Point-based annotation records:
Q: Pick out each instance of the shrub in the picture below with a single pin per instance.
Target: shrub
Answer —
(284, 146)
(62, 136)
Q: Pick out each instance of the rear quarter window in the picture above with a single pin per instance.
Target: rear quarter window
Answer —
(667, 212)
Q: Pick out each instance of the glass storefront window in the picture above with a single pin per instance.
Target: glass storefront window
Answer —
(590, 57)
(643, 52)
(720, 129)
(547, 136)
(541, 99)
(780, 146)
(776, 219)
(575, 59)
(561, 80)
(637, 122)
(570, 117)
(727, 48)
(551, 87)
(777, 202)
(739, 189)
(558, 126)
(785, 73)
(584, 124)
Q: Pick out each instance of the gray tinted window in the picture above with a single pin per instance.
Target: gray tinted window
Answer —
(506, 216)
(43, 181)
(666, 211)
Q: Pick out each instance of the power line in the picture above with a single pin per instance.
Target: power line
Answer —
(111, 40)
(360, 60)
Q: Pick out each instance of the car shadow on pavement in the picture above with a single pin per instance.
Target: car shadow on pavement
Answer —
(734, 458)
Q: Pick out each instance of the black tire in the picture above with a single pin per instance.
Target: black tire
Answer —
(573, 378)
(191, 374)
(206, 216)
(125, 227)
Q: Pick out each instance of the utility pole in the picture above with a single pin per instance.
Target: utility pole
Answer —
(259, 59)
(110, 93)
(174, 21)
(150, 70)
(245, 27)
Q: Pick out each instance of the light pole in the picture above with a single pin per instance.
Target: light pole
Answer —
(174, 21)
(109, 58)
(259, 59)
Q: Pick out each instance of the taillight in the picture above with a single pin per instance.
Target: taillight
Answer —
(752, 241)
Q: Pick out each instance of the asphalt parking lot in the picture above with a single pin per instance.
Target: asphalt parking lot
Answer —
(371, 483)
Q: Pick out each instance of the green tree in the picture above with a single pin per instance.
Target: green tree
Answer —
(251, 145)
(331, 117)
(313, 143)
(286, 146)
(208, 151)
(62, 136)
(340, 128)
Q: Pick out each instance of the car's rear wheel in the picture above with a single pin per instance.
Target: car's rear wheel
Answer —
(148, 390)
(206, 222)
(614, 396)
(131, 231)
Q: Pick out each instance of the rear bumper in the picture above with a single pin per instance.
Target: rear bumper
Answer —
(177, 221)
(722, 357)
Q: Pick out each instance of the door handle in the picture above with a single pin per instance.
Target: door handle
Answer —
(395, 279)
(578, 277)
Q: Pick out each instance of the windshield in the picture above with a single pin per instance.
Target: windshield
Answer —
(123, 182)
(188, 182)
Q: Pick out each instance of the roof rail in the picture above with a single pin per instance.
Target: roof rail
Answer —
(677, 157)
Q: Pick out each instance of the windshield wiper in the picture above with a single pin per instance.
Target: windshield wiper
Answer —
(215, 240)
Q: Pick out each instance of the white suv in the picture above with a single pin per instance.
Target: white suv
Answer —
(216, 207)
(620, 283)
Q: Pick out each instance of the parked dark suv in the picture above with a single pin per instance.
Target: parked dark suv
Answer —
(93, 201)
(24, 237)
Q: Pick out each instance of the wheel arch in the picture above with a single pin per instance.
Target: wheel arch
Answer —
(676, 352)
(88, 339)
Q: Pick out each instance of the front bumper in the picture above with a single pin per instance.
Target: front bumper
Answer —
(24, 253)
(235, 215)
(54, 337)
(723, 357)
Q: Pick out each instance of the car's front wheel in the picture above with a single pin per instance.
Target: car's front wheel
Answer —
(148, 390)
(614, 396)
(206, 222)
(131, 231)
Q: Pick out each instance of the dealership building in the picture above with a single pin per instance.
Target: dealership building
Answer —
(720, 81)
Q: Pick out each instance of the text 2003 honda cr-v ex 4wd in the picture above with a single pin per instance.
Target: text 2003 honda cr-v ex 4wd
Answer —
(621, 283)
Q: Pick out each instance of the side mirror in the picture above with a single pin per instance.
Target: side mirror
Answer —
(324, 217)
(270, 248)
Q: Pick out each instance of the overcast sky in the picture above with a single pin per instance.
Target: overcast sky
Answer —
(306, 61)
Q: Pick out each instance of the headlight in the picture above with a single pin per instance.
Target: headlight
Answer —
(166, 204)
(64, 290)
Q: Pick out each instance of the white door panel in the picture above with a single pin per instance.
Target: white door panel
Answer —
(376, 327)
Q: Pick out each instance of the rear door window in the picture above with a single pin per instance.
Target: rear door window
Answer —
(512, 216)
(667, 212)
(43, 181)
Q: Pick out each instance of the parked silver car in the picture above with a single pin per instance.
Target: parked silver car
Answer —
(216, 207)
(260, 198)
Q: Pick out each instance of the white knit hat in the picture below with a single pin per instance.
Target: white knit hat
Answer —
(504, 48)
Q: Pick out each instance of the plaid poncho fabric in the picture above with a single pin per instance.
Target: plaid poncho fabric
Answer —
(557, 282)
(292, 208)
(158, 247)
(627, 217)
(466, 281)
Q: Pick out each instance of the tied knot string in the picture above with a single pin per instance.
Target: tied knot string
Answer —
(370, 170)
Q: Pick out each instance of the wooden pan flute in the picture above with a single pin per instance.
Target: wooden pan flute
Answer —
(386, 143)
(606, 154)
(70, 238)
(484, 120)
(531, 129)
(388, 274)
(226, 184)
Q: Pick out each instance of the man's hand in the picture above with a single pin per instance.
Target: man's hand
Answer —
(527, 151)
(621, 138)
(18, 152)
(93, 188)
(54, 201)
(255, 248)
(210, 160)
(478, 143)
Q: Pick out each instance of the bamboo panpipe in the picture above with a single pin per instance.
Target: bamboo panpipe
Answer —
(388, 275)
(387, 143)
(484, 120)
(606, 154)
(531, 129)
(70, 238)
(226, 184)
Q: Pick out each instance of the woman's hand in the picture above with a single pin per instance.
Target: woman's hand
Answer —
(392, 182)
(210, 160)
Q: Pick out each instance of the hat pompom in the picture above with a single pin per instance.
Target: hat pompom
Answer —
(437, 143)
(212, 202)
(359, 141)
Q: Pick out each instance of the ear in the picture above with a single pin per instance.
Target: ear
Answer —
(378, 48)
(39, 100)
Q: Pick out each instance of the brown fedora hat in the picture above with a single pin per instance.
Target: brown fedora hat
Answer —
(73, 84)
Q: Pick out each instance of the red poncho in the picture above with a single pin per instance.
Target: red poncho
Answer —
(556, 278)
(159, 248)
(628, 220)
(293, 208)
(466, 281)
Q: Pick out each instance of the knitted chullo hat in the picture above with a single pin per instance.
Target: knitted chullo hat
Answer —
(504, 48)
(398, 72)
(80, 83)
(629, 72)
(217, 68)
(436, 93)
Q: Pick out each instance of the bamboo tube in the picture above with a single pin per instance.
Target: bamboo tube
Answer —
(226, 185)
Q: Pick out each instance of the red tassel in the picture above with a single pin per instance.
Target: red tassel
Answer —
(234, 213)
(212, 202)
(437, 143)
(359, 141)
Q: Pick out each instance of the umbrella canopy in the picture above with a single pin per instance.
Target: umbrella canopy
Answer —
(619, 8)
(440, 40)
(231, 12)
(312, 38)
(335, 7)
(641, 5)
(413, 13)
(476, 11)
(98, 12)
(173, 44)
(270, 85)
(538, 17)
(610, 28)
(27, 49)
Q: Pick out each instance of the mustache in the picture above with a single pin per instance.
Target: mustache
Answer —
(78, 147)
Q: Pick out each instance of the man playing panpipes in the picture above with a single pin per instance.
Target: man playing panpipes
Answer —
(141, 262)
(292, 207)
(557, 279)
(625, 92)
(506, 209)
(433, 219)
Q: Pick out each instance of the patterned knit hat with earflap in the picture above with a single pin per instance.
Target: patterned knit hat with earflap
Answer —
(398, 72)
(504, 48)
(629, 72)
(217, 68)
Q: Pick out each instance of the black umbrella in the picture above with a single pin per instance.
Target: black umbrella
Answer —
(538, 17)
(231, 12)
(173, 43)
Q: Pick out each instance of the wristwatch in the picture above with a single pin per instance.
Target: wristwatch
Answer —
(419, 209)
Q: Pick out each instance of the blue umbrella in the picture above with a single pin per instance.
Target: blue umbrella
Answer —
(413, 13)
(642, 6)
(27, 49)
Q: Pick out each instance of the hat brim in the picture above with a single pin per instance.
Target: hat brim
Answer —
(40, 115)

--

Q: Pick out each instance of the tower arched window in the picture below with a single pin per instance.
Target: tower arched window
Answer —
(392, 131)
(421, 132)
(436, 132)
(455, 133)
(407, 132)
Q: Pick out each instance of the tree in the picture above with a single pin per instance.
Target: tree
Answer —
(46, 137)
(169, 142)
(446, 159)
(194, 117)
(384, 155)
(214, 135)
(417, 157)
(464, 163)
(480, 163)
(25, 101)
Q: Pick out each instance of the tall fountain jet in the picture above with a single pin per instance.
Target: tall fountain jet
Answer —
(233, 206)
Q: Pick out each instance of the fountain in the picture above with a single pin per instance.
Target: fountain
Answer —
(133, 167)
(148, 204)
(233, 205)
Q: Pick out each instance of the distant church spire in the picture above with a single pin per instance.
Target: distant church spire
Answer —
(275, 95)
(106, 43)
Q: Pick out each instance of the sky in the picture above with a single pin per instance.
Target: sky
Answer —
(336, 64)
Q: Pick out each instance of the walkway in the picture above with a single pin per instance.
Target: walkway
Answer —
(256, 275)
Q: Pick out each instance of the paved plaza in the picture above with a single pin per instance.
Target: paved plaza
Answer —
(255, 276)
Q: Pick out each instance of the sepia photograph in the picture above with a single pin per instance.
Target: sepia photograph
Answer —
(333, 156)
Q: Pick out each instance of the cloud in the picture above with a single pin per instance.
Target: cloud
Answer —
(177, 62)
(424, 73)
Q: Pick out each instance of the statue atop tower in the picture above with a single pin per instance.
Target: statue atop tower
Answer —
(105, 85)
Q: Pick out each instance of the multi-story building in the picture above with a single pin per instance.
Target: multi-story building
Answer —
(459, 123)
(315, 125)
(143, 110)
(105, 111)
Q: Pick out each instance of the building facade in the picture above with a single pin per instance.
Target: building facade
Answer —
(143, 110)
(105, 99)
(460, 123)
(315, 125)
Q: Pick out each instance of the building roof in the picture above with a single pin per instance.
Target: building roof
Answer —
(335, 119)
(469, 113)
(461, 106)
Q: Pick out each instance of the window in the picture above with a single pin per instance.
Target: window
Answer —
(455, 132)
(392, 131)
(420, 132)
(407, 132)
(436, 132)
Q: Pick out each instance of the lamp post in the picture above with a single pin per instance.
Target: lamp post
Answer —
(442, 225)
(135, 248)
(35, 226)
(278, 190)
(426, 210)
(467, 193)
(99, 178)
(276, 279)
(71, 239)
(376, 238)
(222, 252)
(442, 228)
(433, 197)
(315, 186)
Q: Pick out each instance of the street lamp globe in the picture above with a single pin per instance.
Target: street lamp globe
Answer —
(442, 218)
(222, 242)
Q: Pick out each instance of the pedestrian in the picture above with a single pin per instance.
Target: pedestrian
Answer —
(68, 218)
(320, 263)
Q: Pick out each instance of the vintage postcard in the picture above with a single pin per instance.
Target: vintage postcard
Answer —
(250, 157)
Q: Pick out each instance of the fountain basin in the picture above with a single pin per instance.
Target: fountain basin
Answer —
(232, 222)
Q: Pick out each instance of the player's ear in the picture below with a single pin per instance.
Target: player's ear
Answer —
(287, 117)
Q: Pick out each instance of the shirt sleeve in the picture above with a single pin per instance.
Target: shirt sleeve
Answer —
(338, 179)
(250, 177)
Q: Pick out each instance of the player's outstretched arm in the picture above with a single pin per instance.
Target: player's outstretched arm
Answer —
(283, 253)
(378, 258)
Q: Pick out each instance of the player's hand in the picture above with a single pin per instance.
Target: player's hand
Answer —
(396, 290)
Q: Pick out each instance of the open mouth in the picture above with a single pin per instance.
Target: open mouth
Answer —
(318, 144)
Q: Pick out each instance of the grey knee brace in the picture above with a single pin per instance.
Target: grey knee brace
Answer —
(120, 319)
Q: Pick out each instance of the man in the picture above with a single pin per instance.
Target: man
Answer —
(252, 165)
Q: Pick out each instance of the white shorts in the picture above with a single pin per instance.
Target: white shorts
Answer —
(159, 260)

INSTRUCTIONS FOR THE TASK: Report each line of the records above that contains the string "below", copying every such line in full. Case counts.

EXERCISE ANSWER:
Q: Pick out each instance of the shrub in the picture below with a single pin per instance.
Q: Pick out each instance of the white knit hat in the picture below with a single pin per instance.
Q: Pick out each instance of the tower arched window in the picture below with a single pin per instance.
Q: Pick out each instance of the player's ear in the picture below with a single pin per instance.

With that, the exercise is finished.